» **ASSIGNED TASK**: What you should copy is the line containing "bright blue plastic" and all lines after it in the entries below, exactly and without anything added.

Entries taken from a collection
—————
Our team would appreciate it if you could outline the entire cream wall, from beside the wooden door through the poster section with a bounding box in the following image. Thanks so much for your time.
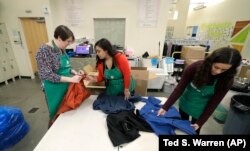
[0,0,169,77]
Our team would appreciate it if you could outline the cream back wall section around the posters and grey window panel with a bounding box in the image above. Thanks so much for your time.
[51,0,169,56]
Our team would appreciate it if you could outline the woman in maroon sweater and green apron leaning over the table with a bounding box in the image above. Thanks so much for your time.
[158,47,241,134]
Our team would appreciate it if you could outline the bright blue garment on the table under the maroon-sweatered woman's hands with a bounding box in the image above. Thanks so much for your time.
[140,96,196,135]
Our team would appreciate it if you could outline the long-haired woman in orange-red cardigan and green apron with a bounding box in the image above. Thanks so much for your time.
[86,38,135,99]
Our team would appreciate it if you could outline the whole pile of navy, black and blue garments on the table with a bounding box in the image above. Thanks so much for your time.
[93,93,196,146]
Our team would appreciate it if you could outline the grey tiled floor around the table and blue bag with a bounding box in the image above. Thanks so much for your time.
[0,79,223,151]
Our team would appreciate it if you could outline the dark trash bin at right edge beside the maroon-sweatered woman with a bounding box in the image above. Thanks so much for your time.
[223,95,250,135]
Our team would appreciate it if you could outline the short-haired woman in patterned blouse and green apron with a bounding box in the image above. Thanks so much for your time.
[36,25,83,120]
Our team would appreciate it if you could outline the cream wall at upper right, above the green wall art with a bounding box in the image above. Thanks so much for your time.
[187,0,250,59]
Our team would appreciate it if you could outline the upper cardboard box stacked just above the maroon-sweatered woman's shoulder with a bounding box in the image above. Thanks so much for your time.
[181,46,206,60]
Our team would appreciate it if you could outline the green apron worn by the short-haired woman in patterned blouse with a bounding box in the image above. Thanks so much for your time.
[43,41,71,119]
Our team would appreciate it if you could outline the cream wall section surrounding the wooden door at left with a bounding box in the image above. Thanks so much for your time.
[0,0,52,78]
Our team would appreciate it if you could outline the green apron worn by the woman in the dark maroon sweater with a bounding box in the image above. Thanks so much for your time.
[179,80,217,119]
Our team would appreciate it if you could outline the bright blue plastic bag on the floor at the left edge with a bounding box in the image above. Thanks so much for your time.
[0,106,29,150]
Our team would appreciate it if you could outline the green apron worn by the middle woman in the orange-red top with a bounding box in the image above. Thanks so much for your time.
[104,62,135,95]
—————
» **RESULT OF THE TASK**:
Our team would appreciate it if you could outline the bright blue plastic bag on the floor at the left edge with a bounding box in the image above. Thanks so much for your time.
[0,106,29,150]
Our team would appreciate it if you could outline the green apron worn by the middle woman in the orange-red top with a bounding box in the image above. Thanks so much for your time.
[104,62,135,95]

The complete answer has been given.